• [Exercise prompt]: Repeat exactly the lines from the line containing "Indicate the upper balcony" through the last line of the records below, inclusive, and nothing else.

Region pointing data
* * *

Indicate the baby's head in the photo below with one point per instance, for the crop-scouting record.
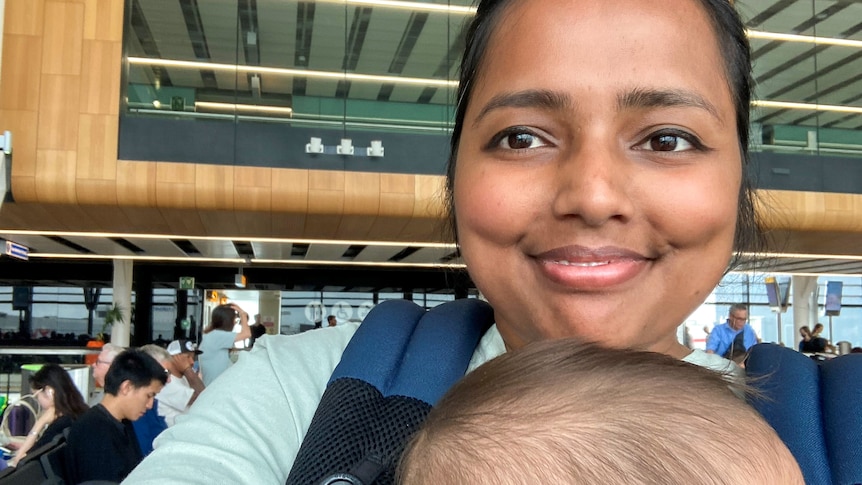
(560, 410)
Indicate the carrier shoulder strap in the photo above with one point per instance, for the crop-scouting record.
(814, 408)
(399, 363)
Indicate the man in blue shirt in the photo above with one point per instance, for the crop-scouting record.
(734, 337)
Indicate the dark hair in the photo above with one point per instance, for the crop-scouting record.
(67, 398)
(135, 366)
(223, 318)
(738, 307)
(735, 51)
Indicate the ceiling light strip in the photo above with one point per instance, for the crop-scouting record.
(414, 6)
(109, 257)
(293, 262)
(334, 75)
(807, 106)
(380, 264)
(243, 107)
(808, 39)
(840, 257)
(427, 244)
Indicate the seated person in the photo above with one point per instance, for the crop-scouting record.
(818, 343)
(61, 403)
(185, 384)
(560, 411)
(102, 444)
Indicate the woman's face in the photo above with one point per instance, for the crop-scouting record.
(45, 396)
(598, 171)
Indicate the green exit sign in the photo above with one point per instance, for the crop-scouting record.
(187, 283)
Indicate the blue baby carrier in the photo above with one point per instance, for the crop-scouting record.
(816, 408)
(402, 360)
(399, 363)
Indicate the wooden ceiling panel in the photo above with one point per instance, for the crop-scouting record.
(326, 252)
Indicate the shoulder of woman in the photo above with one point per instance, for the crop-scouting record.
(713, 361)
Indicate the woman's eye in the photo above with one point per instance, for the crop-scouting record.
(517, 139)
(670, 142)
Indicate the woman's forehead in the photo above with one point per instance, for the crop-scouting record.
(560, 44)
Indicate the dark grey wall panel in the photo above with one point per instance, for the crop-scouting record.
(249, 143)
(276, 145)
(810, 173)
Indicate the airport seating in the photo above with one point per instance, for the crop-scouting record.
(814, 406)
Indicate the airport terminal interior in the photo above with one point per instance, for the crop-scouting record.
(289, 156)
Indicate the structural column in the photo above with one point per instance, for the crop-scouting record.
(120, 333)
(804, 305)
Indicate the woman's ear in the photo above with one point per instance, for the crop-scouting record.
(126, 387)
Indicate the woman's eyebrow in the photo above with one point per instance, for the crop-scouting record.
(531, 98)
(659, 98)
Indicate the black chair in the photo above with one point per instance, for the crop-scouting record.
(41, 466)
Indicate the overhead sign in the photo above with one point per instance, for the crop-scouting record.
(17, 251)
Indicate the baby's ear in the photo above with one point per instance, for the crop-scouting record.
(126, 387)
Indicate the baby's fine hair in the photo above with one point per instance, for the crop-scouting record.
(561, 410)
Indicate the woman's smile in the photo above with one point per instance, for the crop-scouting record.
(582, 269)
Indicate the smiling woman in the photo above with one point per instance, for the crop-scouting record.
(596, 188)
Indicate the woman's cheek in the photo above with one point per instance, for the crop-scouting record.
(484, 207)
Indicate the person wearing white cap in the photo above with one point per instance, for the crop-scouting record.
(185, 385)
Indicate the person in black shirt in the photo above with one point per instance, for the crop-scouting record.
(102, 444)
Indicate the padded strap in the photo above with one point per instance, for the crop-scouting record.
(376, 349)
(404, 351)
(400, 361)
(790, 383)
(841, 387)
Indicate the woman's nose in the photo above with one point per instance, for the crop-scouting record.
(593, 184)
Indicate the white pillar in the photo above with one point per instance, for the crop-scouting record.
(120, 333)
(804, 305)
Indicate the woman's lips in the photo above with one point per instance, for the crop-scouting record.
(584, 269)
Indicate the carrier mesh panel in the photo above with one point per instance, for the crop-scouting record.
(352, 421)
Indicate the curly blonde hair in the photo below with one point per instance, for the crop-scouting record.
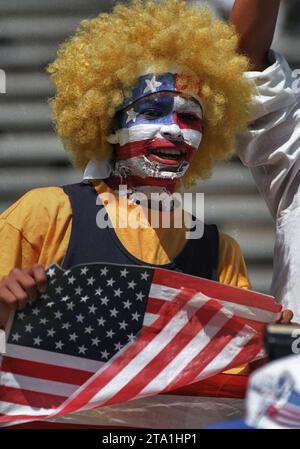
(96, 68)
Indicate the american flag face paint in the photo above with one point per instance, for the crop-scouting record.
(158, 135)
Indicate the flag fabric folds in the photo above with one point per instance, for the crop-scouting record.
(105, 336)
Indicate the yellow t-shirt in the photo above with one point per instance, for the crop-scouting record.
(36, 229)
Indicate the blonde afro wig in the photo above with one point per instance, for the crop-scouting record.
(96, 68)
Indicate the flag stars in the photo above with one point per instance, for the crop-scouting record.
(123, 325)
(118, 293)
(79, 318)
(37, 341)
(70, 306)
(131, 337)
(35, 311)
(127, 304)
(59, 345)
(71, 280)
(144, 276)
(101, 321)
(50, 304)
(104, 300)
(51, 332)
(104, 354)
(88, 330)
(131, 284)
(151, 85)
(43, 321)
(91, 280)
(139, 296)
(16, 337)
(114, 312)
(131, 116)
(92, 309)
(51, 272)
(135, 316)
(124, 273)
(73, 337)
(82, 350)
(110, 282)
(28, 328)
(104, 272)
(44, 296)
(78, 291)
(110, 333)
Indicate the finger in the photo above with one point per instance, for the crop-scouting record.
(39, 275)
(26, 281)
(7, 298)
(286, 317)
(19, 293)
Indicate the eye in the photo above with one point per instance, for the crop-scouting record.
(152, 113)
(188, 116)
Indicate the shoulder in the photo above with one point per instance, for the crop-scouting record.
(41, 204)
(232, 267)
(229, 245)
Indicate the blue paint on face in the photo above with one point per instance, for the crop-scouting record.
(151, 110)
(150, 83)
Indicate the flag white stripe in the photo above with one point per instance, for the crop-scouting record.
(251, 313)
(37, 385)
(143, 358)
(184, 357)
(50, 358)
(229, 352)
(11, 409)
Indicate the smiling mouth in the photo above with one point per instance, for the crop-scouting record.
(167, 156)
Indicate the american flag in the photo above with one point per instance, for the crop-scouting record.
(106, 334)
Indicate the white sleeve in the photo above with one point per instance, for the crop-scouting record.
(271, 146)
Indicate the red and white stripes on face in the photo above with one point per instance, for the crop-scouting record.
(158, 136)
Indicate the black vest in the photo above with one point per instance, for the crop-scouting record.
(89, 243)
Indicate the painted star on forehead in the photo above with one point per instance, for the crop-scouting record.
(131, 116)
(151, 85)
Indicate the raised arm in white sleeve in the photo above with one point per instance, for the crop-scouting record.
(271, 149)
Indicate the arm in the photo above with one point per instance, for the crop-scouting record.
(255, 23)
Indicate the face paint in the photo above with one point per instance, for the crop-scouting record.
(157, 137)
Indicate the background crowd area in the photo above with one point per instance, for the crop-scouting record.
(32, 156)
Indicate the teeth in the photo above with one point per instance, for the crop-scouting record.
(169, 151)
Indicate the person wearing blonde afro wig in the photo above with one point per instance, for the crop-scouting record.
(148, 96)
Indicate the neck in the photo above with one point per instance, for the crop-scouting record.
(136, 182)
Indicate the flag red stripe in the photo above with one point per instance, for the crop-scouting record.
(30, 398)
(211, 351)
(216, 290)
(154, 305)
(44, 371)
(221, 385)
(182, 338)
(112, 370)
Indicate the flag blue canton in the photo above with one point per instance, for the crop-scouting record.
(90, 311)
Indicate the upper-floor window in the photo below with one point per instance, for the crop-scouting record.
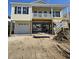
(17, 10)
(56, 14)
(25, 10)
(20, 10)
(45, 11)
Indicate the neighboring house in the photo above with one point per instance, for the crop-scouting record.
(35, 17)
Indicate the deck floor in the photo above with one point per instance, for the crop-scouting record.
(26, 47)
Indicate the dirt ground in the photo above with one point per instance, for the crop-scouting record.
(27, 47)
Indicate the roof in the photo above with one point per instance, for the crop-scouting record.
(28, 1)
(37, 3)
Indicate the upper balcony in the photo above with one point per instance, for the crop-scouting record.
(46, 13)
(41, 15)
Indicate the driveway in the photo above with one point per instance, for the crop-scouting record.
(27, 47)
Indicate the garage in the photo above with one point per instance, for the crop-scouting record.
(22, 28)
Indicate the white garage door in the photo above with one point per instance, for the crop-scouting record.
(22, 28)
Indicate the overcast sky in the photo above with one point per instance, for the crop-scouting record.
(48, 1)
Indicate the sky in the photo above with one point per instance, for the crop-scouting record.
(48, 1)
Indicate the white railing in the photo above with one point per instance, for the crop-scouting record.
(41, 15)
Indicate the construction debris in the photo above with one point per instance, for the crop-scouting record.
(62, 35)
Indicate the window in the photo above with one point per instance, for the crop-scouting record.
(25, 10)
(35, 11)
(17, 10)
(45, 11)
(56, 14)
(40, 14)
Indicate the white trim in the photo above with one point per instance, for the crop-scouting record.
(39, 1)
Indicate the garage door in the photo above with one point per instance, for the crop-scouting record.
(22, 28)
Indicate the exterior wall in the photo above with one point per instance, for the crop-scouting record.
(41, 9)
(27, 27)
(25, 17)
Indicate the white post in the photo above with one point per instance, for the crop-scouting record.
(52, 12)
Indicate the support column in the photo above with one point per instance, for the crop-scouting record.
(52, 21)
(10, 27)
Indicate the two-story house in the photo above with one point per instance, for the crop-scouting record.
(35, 17)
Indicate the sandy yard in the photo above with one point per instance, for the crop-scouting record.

* * *

• [Your response]:
Indicate the upper balcony in the photo above with one point per instance, for the crop-scouting record.
(46, 13)
(41, 15)
Indicate the driveway in the photo above with one point per instance, for the crop-scouting record.
(27, 47)
Indicate the garage in the photo above with one point per instance, for the crop-scouting record.
(22, 28)
Indicate the white garage door in the photo above with one point per instance, for the crop-scouting record.
(22, 28)
Indicate the overcast sky in the photo above with one point per instance, for the crop-scouting record.
(48, 1)
Indicate the sky in the photo above with one point per instance, for the crop-scouting record.
(48, 1)
Indicate the white railing in the photo above with one point per instance, for the crop-scouting record.
(41, 15)
Indicate the construction debris in the photo above with one point per instance, for the crop-scouting record.
(62, 35)
Indicate the window in the photo above with one point per instance, for the crop-scouting record.
(25, 10)
(35, 11)
(17, 10)
(45, 11)
(56, 14)
(40, 14)
Indicate the white trim in the photo above with one point per instance, for the crop-scouting record.
(39, 1)
Indicate the garage door in the photo above with one point per instance, for the crop-scouting record.
(22, 28)
Indicate the exterior wall in the photo above with one point per instance, for the crop-scouting record.
(41, 9)
(27, 27)
(25, 17)
Indicate the white post in the photo above with one point per instance, for the crop-scouting record.
(52, 12)
Indicate the support column in the photo above with one point per instance, for the crop-scouting record.
(52, 21)
(10, 27)
Indicate the two-story house in the photo above with one point per instance, for the crop-scouting record.
(35, 17)
Indicate the sandy yard in the photo above with one point per instance, for the crop-scouting record.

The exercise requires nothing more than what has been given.